[Supplied text]
The examples cited above give rise to a pertinent question: “Why so many of these scientists themselves are reluctant to accept scientific innovations?”
Scientists during the early days were reluctant to accept new scientific theories or innovations mostly due to the following reasons:
Firstly, most of the scientists used to follow the existing norm of the day, that is, -rejecting as unacceptable any new theories or discoveries that deviated from or undermined the existing one.
Secondly, scientists might be reluctant to give up the ideas that have proved useful in the past, and particularly when their reputation is very much tied to their work. Thirdly, scientists were reluctant to admit fresh evidence that would upset their tidy theories, or make them look foolish in the eyes of the public.
Fourthly, the scientific community was under the heavy influence of the society especially during the early times. As it could be observed in the 17th and 18th centuries, and also earlier, scientists were blinded to the facts by the religious dogma of the time. By the late 19th and 20th centuries, the religious world view was no longer uncritically accepted. Further, there was growing faith that the science could unlock the mysteries of nature. Hence, new theories started getting quick acceptance.

[Stored items]
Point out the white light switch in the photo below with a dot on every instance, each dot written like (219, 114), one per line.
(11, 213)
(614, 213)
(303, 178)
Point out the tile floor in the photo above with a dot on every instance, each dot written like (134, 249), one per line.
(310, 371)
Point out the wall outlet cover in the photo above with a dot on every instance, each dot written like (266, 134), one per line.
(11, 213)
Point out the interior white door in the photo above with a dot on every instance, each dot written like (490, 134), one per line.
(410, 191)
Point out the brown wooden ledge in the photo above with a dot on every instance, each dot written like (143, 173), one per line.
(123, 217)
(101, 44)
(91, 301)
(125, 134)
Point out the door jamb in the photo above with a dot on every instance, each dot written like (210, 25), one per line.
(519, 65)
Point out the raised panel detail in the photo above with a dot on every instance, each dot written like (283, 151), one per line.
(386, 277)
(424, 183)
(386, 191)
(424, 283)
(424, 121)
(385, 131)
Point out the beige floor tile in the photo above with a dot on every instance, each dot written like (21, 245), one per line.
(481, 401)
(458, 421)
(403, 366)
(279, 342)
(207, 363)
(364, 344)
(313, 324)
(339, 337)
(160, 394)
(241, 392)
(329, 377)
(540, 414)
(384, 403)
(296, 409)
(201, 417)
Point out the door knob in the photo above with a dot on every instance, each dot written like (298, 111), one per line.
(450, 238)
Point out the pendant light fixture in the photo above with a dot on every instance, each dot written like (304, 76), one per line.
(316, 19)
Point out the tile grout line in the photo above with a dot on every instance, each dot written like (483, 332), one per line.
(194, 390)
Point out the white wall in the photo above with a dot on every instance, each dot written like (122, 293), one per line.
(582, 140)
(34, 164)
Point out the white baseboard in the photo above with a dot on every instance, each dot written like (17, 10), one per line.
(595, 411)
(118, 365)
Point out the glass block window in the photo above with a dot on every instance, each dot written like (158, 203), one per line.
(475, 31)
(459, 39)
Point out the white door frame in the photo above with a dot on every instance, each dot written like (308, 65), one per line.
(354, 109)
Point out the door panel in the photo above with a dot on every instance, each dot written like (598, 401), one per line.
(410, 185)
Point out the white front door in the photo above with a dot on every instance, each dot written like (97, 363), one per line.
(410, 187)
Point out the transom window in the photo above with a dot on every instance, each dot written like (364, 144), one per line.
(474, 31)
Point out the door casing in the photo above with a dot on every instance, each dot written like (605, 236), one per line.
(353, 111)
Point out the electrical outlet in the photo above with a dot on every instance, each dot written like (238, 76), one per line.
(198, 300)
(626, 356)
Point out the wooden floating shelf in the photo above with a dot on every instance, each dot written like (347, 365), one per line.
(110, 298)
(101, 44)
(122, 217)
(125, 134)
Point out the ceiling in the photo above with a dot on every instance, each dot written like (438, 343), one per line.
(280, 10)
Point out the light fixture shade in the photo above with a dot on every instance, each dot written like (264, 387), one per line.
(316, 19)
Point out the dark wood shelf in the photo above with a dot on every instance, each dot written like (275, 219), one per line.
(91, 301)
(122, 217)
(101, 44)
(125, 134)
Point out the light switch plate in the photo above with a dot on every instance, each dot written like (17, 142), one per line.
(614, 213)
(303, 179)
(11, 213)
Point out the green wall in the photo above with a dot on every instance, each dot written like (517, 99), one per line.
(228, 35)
---
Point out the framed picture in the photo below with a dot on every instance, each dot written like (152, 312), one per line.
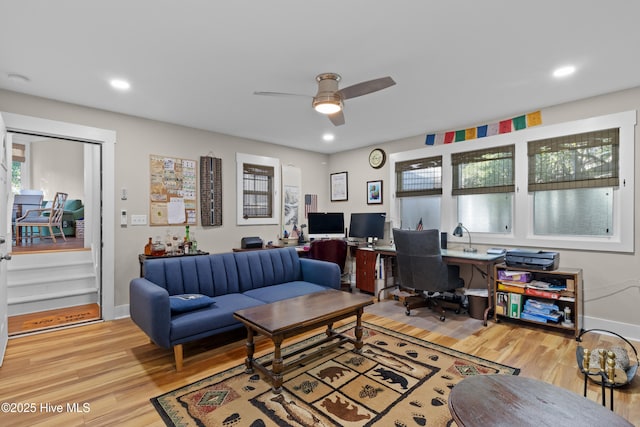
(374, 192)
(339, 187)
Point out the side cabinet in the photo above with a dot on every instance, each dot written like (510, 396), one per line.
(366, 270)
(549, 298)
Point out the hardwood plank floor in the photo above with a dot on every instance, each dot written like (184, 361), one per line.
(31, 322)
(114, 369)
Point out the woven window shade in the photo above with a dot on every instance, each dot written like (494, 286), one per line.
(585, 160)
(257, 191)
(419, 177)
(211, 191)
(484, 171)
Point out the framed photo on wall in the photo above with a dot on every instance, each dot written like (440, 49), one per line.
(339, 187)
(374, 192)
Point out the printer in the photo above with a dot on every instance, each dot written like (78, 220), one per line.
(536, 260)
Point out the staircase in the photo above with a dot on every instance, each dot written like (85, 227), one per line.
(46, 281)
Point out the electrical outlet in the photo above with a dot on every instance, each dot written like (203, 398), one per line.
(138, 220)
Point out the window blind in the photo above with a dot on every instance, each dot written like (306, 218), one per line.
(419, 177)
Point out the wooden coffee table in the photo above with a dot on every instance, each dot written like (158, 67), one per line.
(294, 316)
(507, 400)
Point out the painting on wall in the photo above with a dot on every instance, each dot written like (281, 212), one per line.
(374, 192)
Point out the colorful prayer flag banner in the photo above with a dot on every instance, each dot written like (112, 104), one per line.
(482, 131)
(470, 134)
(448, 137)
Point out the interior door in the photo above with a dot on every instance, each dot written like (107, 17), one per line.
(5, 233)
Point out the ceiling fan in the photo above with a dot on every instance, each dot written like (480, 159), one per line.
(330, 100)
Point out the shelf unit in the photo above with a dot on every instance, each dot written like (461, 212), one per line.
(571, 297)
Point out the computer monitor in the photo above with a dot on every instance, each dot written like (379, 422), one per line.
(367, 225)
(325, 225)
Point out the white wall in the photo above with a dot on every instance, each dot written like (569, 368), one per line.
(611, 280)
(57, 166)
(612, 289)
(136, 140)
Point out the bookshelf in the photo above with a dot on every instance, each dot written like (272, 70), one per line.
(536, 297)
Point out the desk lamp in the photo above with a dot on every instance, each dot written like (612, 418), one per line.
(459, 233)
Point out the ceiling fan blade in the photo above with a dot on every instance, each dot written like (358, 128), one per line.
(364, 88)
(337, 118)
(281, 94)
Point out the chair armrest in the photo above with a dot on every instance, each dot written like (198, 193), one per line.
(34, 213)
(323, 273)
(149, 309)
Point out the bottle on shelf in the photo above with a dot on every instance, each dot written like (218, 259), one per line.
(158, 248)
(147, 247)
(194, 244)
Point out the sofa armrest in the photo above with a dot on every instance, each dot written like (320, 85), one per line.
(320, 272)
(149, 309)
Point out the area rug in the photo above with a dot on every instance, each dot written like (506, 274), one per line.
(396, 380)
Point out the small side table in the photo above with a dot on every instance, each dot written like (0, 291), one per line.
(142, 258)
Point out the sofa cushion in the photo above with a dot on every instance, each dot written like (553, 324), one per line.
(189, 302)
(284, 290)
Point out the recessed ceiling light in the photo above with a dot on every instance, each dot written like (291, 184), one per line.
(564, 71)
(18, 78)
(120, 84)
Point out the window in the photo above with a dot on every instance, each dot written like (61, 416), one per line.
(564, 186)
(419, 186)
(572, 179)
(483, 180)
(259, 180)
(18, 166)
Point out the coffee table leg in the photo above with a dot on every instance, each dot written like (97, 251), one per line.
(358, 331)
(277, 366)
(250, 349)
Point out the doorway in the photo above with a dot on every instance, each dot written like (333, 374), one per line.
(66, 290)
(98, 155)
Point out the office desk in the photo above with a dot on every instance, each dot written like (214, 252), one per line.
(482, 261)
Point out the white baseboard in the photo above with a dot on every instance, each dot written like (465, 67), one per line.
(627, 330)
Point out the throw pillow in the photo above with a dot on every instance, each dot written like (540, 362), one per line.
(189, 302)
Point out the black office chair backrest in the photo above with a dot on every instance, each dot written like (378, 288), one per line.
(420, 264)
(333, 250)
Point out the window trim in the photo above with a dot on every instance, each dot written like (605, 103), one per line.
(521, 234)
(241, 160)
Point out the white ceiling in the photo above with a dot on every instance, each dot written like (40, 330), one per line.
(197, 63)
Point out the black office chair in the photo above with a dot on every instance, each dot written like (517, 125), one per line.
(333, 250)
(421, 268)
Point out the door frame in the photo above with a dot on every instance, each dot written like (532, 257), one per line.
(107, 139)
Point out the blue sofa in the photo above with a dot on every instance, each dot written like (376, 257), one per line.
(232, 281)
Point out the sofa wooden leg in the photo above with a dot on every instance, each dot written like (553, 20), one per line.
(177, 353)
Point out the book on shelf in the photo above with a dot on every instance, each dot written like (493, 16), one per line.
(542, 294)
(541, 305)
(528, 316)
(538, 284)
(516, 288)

[Your task] In the passage on why scientists resisted new theories, what blinded scientists to the facts in the 17th and 18th centuries? None of the rows are needed here.

[Solution to this task] The religious dogma of the time.